Objective:
Omit every picture while repeating the entries exactly.

The input:
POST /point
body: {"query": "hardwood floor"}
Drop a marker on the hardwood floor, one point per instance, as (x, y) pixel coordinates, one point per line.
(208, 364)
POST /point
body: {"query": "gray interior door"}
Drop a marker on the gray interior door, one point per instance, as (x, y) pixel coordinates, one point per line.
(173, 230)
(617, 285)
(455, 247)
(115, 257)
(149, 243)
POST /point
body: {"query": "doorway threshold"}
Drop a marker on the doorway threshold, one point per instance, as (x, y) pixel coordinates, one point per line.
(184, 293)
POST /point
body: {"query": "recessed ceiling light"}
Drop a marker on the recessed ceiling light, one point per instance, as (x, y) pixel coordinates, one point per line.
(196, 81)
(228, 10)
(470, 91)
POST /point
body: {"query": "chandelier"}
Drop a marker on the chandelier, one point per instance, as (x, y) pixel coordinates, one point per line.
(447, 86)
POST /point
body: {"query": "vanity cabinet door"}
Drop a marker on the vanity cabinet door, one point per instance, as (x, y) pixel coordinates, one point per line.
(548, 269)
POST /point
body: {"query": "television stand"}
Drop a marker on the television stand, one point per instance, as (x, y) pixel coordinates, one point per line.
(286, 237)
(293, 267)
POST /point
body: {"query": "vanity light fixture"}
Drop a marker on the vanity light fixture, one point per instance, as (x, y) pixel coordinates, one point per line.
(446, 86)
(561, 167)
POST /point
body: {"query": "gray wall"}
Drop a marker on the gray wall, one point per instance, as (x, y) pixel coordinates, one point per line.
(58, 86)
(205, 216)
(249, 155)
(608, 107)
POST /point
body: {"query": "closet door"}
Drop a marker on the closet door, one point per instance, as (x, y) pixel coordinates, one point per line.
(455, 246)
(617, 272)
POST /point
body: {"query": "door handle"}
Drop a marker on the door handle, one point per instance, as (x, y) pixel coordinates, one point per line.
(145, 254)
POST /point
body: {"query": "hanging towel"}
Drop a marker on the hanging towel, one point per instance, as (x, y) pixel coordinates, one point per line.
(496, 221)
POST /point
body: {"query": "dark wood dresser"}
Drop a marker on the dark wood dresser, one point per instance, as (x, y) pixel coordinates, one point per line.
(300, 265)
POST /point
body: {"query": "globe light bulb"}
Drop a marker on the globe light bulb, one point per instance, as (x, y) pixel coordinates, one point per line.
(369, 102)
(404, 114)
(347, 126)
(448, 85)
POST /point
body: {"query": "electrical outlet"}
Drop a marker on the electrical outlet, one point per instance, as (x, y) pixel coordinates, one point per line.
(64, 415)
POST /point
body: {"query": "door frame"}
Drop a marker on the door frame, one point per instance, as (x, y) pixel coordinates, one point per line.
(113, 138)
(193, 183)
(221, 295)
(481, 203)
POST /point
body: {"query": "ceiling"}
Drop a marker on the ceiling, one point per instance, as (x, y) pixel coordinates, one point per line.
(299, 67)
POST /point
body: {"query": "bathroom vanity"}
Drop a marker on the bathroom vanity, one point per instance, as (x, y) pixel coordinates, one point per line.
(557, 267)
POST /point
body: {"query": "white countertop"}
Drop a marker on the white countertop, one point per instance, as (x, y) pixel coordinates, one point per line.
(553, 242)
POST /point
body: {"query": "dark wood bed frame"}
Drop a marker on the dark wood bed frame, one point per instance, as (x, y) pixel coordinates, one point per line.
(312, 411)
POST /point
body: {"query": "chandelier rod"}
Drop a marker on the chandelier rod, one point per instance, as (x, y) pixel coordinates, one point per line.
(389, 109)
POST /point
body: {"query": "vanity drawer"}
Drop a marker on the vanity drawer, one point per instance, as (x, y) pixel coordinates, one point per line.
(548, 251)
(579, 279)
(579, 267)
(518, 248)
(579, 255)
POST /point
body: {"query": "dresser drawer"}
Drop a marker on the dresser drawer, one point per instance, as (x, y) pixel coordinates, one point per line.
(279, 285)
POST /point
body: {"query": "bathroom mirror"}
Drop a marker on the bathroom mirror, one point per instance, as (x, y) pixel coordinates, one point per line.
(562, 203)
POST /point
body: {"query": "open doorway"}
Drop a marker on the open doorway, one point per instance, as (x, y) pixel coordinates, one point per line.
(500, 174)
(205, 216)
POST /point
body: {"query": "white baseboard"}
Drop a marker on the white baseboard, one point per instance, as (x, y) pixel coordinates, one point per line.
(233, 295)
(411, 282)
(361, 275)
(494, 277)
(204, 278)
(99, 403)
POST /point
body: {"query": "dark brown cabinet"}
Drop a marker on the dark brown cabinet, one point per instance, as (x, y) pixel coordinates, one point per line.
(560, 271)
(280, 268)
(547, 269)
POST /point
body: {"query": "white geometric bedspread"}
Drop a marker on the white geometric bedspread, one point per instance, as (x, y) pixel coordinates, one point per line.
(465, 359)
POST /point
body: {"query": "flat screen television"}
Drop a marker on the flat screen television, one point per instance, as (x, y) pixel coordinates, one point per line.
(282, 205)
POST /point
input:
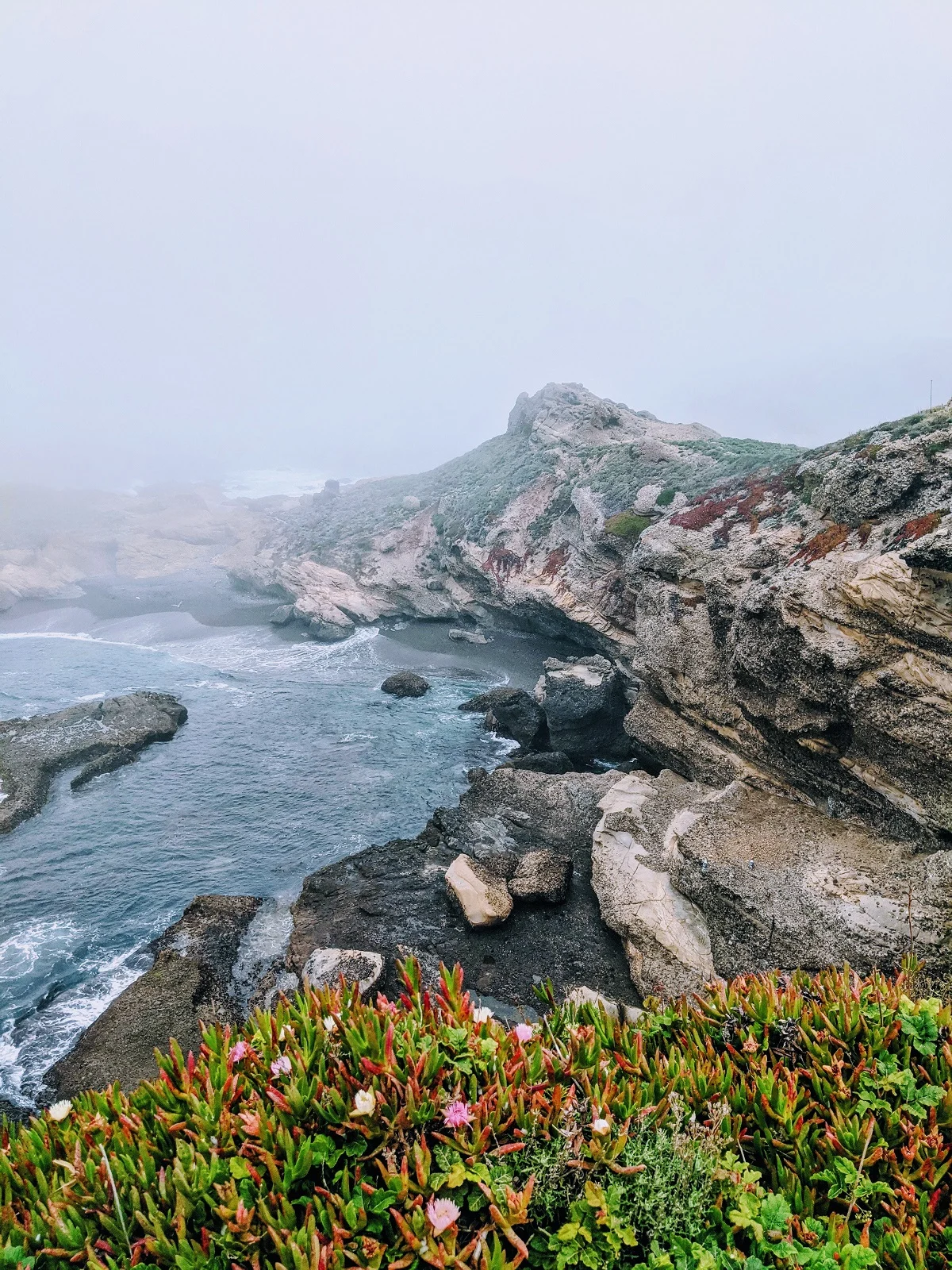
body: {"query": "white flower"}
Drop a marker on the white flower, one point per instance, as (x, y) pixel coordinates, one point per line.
(365, 1102)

Task result:
POST /point
body: {"query": "hardwood floor"}
Drop a marker on the hardwood floor, one point per instance, as (x, y) pixel coordinates, one point per line.
(208, 364)
POST /point
body: {"query": "gray interior door"}
Drop a marker on the gray interior door, one point per instance, as (x, y) pixel coordinates, one point per line.
(173, 230)
(617, 285)
(455, 247)
(115, 257)
(149, 243)
POST /point
body: {"query": "doorway threshold"}
Drop a marker on the doorway threshold, one point per instance, as (x, y) pixel coordinates, one point per line.
(184, 293)
POST /point
body: {"query": "recessed ceiling light"}
Drop a marker on the recessed ceiling light, one point per instance, as (x, y) pixel coordinates, one point per line.
(196, 81)
(228, 10)
(470, 91)
POST /point
body: {"query": "chandelier"}
Drop a marker on the chandelier, one point per instance, as (x, y) pixel coordinates, one point per line.
(447, 86)
POST /point
body: {"query": "vanity cabinet door"}
Drop a marker on the vanity cabinet door, one point per instance, as (x, y) pixel coordinates, one point per line.
(548, 269)
POST /point
body: {"query": "television stand"}
Drop a marker on the television stand, one point per instance, as (x, y) pixel coordinates, one point per line.
(286, 237)
(293, 267)
POST /point
body: {"query": "vanity light fixture"}
Drop a marker on the vanity light fixture, one point per instance, as (x, y) pixel coordinates, one point per line.
(446, 86)
(561, 167)
POST /point
body: {"query": "gray wall"}
Drop a marker on the gray wall, one point per instance, as (x, y) pixel coordinates, one point per line.
(58, 86)
(205, 216)
(249, 155)
(608, 107)
POST /point
body: {"query": "closet door"}
Drop a marker on the closet door, one point per instance, as (x, y) pixel coordinates, one point per line.
(455, 246)
(617, 272)
POST /point
body: {"query": "door handle"}
Drop a marker on the door handle, one point per instance, as (x, y) pixel coordinates, one point per line.
(145, 254)
POST /point
body: {"query": "hanging towel"}
Drop a marker on the hanging towel, one point per instance, as (x, y) pixel coordinates, one point per line.
(496, 221)
POST /point
body: {"query": "dark wood dresser"}
Drop a marker on the dark wood dresser, one point per instance, as (x, y) pixel coordinates, one point per line.
(300, 265)
POST /point
body: {"query": "globe light bulb"}
Drop a marker on the globe light bulb, one point per instance, as (x, y) pixel coordinates, one point per line.
(369, 102)
(404, 114)
(347, 126)
(448, 85)
POST /point
body: {"query": "electrical outlet"}
Drop a marker on the electrical outlet, one point per instance, as (x, y) pixel coordinates, one point per line.
(64, 415)
POST /point
body: {"query": "door frame"}
Drop a marker on the door frame, one point per instance, as (x, y) pixel coordinates, one point per line.
(113, 138)
(193, 183)
(221, 295)
(481, 203)
POST /point
body: {"query": "ceiling"}
Drop a marker on the ceiling, one point per instance, as (x, y) pixel coordinates, one point per line.
(299, 67)
POST /point
body: {"query": "bathroom vanity"}
Drop a marker on the bathroom vanity, one point per instance, as (x, y) pixel coordinates, one point per line.
(557, 267)
POST /point
body: {"query": "white countertop"}
Drop a marker on the white countertop, one point per instance, as (x, y) pixel coordinates, one point per line.
(553, 242)
POST /point
body: {"query": "dark wood bed frame"}
Drop a marker on the dark wood bed frame, one point per instance, as (x, y) pixel coordinates, one point per line.
(312, 411)
POST /point
body: {"query": "chandelier rod"}
Drop a marker on the chandelier rod, one point per instance, as (x, y) pixel coordinates, one point per line.
(389, 109)
POST /point
body: {"query": "vanity drawer"}
Drop a marker on the vanity drawer, one point per instance, as (x, y) pixel coordinates, one point per line.
(548, 251)
(579, 279)
(579, 267)
(518, 248)
(579, 255)
POST /point
body: {"query": "dresser drawer"}
Drop a marker on the dresser drawer, one point per instance, as (x, y) pixel coordinates, one point per line.
(279, 285)
POST /point
body: {"query": "bathroom mirror"}
Drop a marker on the bathroom mirror, one point per instance, as (x, y) pixel coordinates, one point per line.
(562, 203)
POST /point
body: {"query": "open doorway"}
Drop a marker on the open doorway, one point per instance, as (x, y) pixel coordinates, one point per line.
(500, 174)
(205, 216)
POST /point
body: {"query": "white baseboard"}
Drop a marker on the white baseboard, one point per instance, as (x, y) pixel coordinates, one point per line.
(233, 295)
(411, 282)
(361, 275)
(494, 277)
(204, 278)
(99, 403)
POST /point
body: {"query": "dark brown cabinet"}
Drop a marker on the dark brown cabinet, one point per instance, as (x, y) pixel coordinates, one point per line.
(560, 271)
(280, 268)
(547, 269)
POST /point
body: {"query": "white geometric bedspread"}
Drop a marker on the white geometric bedspread, one point per instance, as (x, y) pixel coordinates, one point per line.
(465, 359)
POST /point
body: {"query": "flat screen television"}
Drop a marker on the flat screen television, one point per instance, as (x, y) pixel coordinates, one point per line.
(282, 205)
POST /point
input:
body: {"query": "white flower"}
Drop a marker on the white flower, one point per instance, as (x, y) pixel coordinates, one point per line.
(365, 1102)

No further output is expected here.